◆ REQUEST A: According to the article on coastal hazards and insurance, how does Regulation 5C (1) define a "storm surge"?

◆ TEXT:
Coastal hazards, insurance and Federal powers
The tropical cyclone season is upon us and like clockwork issues of insurability arise. At recent hearings of the House of Representatives Committee inquiring into insurer’s responses to last year’s east-coast flood disaster, we hear from Australia’s insurance giants such as Insurance Council of Australia (IAG) , Suncorp and QBE warning that premium costs will spiral beyond the reach of more households (Sydney Morning Herald, 11/12/23). Andrew Dyer of IAG was reported as saying that current views on “acceptable risk” in land planning don’t adequately factor in natural disasters leaving some communities with “really unacceptable financial outcomes”. Suncorp said the task was “too big for any individual government”, and there is the need for enhanced building codes and better planning to stop communities from being put at risk, along with grants for property owners to make dwellings more resilient. As part of the “resilience mix” levees and other protective structures are often seen as “mitigating” risk to be paid from a government purse. What is exacerbating the problem of affordability is that higher premiums are spreading to lower-risk locations through rising reinsurance charges as extreme events become more frequent.
Much of the recent disaster risk debate has been centered on flood impacts and before that on fire. Our attention should not however be diverted from the impacts of coastal hazards. Here somewhat contentious and unique issues arise as to the whether private insurance policies will (or should?) cover “acts of the sea”. My understanding is that it very difficult to insure for loss due to the direct action of waves in damaging property as a result of coastal erosion. In this case there may or may not be loss of land to the sea. Any desire to rebuild on land that has been eroded but subsequently recovered would not receive insurance support. If damage was due to wind, rain or rainwater runoff then the owner may have a policy that covers such impacts in a coastal location. However, the situation gets murky when considering the impacts of a storm surge.
Commonwealth legislation passed last year before the election to create a reinsurance pool for cyclones and related damage could include loss caused by a weather system that produced a storm surge. A “storm surge” was defined by Regulation 5C (1) to the Terrorism Insurance Amendment (Cyclone and Related Flood Damage Reinsurance Pool) as “an abnormal rise in sea level, over and above the normal astronomical tide levels”. From what I can see this is the first time in federal insurance law that such a phenomenon is identified distinct from the definition of a “flood” under the Insurance Contracts Regulation 2017 (34 (1). Surge impacts accompanying a cyclone could sweep across low-lying coastal land with great force as seen in 2012 with Hurricane Sandy in New jersey and this year in the Black Sea at Sochi in Russia. Tropical cyclones around the Australian coast and offshore islands as well as from East Coast Lows could generate similar storm surges.

Stored entries
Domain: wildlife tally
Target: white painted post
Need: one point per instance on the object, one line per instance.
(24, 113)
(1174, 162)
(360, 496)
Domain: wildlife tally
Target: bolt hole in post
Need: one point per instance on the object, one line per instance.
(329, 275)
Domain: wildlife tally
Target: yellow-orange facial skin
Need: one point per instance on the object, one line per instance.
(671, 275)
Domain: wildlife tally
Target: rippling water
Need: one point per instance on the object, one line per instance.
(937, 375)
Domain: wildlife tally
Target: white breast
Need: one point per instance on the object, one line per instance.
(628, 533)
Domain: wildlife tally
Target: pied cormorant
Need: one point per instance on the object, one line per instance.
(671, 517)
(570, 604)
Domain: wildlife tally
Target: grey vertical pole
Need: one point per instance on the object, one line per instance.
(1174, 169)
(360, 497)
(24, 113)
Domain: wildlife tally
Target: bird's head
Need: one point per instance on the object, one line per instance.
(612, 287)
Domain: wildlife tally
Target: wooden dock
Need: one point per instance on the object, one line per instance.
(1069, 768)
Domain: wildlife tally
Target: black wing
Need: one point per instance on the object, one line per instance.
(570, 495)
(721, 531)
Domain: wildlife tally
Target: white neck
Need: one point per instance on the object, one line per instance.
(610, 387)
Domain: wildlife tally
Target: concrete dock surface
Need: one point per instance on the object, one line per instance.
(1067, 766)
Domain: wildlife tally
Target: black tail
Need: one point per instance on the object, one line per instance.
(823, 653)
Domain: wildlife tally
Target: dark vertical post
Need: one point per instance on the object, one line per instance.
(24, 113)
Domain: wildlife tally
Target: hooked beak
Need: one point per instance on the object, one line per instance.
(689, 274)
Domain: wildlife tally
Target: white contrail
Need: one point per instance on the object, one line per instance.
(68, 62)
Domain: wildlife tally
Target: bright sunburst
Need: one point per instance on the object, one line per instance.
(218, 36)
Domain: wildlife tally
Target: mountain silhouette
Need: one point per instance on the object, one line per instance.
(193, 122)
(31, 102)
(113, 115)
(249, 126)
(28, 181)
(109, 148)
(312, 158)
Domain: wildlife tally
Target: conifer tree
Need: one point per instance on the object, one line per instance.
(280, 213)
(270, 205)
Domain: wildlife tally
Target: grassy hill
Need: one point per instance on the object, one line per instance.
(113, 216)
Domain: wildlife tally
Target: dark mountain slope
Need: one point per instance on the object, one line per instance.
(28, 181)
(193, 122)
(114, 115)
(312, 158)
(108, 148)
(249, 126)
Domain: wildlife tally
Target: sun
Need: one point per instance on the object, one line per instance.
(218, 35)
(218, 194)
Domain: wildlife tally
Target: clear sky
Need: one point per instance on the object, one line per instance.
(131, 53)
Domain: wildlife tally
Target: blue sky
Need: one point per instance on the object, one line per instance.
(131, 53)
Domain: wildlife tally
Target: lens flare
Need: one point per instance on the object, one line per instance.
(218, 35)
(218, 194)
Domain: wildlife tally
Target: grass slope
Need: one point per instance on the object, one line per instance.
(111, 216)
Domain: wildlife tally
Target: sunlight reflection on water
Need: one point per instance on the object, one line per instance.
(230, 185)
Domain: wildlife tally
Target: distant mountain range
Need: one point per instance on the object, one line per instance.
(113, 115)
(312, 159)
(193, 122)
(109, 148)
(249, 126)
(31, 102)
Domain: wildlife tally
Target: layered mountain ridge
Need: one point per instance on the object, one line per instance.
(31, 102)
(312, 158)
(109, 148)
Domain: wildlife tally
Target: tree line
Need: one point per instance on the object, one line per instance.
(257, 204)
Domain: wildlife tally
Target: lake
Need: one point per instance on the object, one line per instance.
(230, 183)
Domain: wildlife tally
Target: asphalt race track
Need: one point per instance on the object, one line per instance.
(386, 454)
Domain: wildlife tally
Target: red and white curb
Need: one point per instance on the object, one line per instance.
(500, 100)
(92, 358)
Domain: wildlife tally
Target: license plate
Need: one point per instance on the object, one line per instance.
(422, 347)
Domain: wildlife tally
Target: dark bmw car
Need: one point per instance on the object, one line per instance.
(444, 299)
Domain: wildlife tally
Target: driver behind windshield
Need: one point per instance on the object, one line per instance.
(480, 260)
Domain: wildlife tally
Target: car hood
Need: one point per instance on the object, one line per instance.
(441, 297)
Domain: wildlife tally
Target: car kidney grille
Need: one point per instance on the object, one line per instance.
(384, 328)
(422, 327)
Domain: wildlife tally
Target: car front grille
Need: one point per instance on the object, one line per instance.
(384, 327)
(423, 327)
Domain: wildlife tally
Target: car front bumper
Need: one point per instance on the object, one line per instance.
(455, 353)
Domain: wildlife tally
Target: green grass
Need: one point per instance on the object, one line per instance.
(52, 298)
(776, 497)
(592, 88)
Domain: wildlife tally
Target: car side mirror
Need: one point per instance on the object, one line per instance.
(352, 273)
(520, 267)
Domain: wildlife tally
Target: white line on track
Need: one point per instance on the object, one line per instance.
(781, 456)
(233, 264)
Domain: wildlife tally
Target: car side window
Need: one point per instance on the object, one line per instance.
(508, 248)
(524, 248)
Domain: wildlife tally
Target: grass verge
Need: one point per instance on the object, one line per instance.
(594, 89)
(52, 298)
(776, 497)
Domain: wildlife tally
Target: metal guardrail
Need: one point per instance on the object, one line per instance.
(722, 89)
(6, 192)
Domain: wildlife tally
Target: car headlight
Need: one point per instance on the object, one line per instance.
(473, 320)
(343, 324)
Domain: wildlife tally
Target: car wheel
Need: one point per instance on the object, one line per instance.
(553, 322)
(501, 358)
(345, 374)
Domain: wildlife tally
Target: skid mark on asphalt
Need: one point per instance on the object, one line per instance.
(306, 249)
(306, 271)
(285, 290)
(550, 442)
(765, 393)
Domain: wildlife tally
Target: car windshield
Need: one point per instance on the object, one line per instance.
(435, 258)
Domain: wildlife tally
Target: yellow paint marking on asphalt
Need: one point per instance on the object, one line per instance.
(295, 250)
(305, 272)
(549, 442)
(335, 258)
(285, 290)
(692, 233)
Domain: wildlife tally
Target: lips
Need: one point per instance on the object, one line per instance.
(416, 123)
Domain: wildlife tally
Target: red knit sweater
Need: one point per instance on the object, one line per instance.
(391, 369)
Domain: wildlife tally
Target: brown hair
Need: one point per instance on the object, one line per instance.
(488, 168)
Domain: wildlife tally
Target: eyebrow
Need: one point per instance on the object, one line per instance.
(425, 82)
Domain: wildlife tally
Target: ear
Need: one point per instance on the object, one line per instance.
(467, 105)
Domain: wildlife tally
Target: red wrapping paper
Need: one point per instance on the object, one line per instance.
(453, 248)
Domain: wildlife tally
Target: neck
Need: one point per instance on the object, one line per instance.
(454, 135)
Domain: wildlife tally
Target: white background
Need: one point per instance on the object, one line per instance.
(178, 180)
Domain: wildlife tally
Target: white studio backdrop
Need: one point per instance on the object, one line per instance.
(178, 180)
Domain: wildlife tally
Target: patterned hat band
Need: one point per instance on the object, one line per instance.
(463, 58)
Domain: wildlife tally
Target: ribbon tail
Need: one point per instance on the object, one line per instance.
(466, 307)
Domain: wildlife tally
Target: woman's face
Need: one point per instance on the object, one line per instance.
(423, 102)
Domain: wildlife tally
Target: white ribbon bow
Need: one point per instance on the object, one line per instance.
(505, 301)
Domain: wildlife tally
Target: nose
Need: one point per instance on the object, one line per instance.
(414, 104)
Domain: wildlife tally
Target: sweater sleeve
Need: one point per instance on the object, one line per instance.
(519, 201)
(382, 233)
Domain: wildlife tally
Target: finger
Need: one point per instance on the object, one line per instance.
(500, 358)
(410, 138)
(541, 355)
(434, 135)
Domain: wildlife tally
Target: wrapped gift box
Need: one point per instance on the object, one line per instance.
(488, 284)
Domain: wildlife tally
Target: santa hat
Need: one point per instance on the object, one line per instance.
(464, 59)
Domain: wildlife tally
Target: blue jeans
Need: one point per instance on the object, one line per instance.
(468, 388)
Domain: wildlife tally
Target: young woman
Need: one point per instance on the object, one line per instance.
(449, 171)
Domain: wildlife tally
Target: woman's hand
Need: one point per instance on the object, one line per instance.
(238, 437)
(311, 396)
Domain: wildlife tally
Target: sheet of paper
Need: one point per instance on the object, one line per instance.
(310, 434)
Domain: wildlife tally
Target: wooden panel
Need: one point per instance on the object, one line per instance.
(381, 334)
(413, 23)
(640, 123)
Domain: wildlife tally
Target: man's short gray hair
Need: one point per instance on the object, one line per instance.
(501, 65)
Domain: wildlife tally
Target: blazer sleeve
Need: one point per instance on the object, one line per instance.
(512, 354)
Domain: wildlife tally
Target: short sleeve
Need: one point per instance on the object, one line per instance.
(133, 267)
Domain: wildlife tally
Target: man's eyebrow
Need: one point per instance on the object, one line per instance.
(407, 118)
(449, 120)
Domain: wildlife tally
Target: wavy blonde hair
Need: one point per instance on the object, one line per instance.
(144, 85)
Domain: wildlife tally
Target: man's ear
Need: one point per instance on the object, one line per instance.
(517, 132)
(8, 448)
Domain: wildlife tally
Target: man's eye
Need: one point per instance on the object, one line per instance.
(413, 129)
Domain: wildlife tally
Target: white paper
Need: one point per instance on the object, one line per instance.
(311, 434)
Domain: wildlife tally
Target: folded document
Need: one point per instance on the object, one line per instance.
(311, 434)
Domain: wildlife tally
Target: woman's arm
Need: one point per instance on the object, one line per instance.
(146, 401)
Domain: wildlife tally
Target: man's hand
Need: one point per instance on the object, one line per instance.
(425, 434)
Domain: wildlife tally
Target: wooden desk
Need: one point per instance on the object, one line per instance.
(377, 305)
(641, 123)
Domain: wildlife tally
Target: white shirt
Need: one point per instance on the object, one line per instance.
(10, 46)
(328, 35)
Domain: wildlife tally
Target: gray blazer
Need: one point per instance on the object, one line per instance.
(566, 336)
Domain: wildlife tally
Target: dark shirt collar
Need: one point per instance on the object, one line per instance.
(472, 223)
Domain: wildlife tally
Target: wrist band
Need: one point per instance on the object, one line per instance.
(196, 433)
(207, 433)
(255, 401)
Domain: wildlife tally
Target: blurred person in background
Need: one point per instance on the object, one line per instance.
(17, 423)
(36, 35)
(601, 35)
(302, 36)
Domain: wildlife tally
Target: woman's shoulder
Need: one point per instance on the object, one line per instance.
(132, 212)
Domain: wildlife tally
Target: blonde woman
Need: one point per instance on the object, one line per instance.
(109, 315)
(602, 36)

◆ REQUEST B: Filter the records, reproducing every line that contains the string "blonde". The match is case-sensitive.

◆ EXPECTED ANSWER A: It defines a storm surge as "an abnormal rise in sea level, over and above the normal astronomical tide levels".

◆ EXPECTED ANSWER B:
Target: wavy blonde hair
Target: blonde woman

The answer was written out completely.